==== THE DATA

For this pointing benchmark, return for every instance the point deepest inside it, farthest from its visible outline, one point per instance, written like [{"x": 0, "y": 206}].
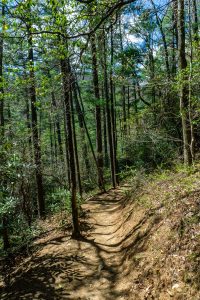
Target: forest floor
[{"x": 141, "y": 241}]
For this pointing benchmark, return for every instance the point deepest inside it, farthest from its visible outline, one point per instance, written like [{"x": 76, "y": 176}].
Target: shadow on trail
[{"x": 70, "y": 269}]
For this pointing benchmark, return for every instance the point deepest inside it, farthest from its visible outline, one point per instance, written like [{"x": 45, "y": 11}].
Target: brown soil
[{"x": 128, "y": 252}]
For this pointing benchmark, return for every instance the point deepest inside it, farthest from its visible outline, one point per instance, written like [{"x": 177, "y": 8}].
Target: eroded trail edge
[{"x": 98, "y": 267}]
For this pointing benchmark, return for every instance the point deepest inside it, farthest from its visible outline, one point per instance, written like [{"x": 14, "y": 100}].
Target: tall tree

========

**STATED EXERCISE:** Reproduce all of the lines above word for word, omitting the pictures from your answer.

**PROBLEM SOLUTION:**
For this pointing benchmark, return for every instance the point deepest inside it, farthest from its visible outline, one point per instance, written like [{"x": 0, "y": 206}].
Target: forest floor
[{"x": 141, "y": 241}]
For this pointing benchmark, return for every instance the point deepest inside it, farthest from its visible outline, one point per instance, written like [{"x": 76, "y": 176}].
Target: shadow on trail
[{"x": 70, "y": 269}]
For this pointing benchmark, return for every instance the point deepest inside it, farthest from its visible outline, one point per instance, written like [{"x": 45, "y": 11}].
Target: brown soil
[{"x": 128, "y": 252}]
For this pointing benchmark, return for every instance the point deepest inside it, farthest from its visible outline, one point per instance, written like [{"x": 177, "y": 8}].
Target: eroded trail edge
[{"x": 98, "y": 267}]
For this pointing benchmark, return for every instance the point deepest inside it, farthest from its visible outline, one point per instance, written like [{"x": 14, "y": 100}].
Target: tall tree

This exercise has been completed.